* PROBLEM TO WORK ON
Leaving out all pictures, transcribe the lines below exactly, from the first through the line containing "box: [35, 43, 136, 101]".

* DATASET
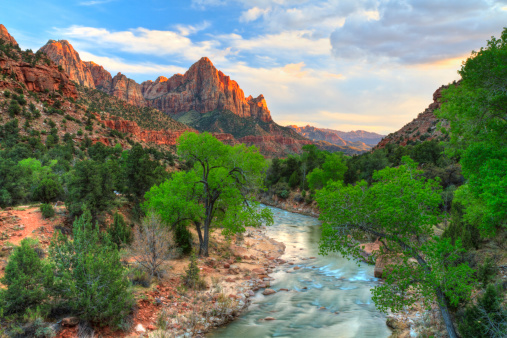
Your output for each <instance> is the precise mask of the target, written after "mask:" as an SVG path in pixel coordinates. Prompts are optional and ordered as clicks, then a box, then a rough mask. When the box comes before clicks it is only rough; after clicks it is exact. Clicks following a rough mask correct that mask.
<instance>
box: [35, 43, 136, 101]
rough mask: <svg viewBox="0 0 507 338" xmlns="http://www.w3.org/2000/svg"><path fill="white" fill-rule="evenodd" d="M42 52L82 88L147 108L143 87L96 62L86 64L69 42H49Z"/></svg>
mask: <svg viewBox="0 0 507 338" xmlns="http://www.w3.org/2000/svg"><path fill="white" fill-rule="evenodd" d="M40 51H42V52H44V53H45V54H46V55H47V56H48V57H49V58H50V59H51V60H52V61H53V62H54V63H56V64H57V65H59V66H62V68H63V70H64V71H65V72H66V73H67V74H68V75H69V77H70V79H71V80H73V81H76V82H77V83H79V84H80V85H82V86H85V87H89V88H97V89H99V90H101V91H103V92H105V93H107V94H109V95H113V96H116V97H118V98H120V99H122V100H124V101H126V102H128V103H130V104H132V105H135V106H138V107H144V106H146V102H145V100H144V98H143V96H142V94H141V86H140V85H139V84H138V83H137V82H135V81H134V80H132V79H129V78H127V77H126V76H125V75H123V74H121V73H118V74H117V75H116V76H115V77H114V78H113V77H112V76H111V74H110V73H109V72H108V71H107V70H105V69H104V67H102V66H100V65H97V64H96V63H94V62H84V61H82V60H81V58H80V57H79V53H78V52H77V51H76V50H75V49H74V48H73V47H72V45H71V44H70V43H69V42H68V41H67V40H59V41H55V40H49V41H48V43H47V44H46V45H44V46H43V47H42V48H41V49H40Z"/></svg>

* ANSWER TO THE PROBLEM
Your output for each <instance> is the precise mask of the target, written after "mask:" as an SVG path in pixel coordinates. Prompts are optional and ordered as clicks, then a box, then a rough mask. When the box comes before clicks it is only rough; after clicks it is exact. Clicks following a rough mask correct that mask.
<instance>
box: [35, 43, 136, 101]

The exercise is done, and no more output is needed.